▶ **Set exercise**
Rewrite all of the records below with every occurrence of "keypoint" changed to "marker" and all other text left unchanged. Omit the pictures from your answer.

▶ **Record excerpts**
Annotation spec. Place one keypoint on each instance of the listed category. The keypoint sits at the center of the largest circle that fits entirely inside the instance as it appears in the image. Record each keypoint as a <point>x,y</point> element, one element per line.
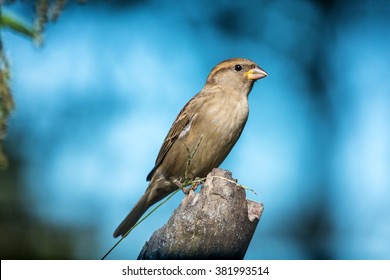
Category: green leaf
<point>8,20</point>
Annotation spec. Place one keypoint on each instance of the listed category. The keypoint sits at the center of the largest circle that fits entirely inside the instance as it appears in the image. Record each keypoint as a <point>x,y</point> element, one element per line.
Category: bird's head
<point>236,73</point>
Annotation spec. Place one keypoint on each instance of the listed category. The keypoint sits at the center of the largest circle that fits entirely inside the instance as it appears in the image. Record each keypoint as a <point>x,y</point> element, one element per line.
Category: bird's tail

▶ **Finished answer**
Annotation spec. Place one marker on each instance of the listed category. The marker sits at the center of the largest circle that fits entirely inside the instance as it appears in the image. Record each marker as a <point>x,y</point> element, one element per line.
Category: green leaf
<point>8,20</point>
Annotation spec. Place one marker on each instance of the listed category. The marker sits at the center of the largest circle that fits entirely inside the instance as it appears in the image. Record each marker as a <point>x,y</point> element, one element per line.
Category: bird's head
<point>236,73</point>
Annotation spec. Place one marker on each instance of the listed category. The marker sits at the center of the largest circle that fits entirely inside the instance as it appears in the image. Record each marker as a <point>x,y</point> element, one element per line.
Category: bird's tail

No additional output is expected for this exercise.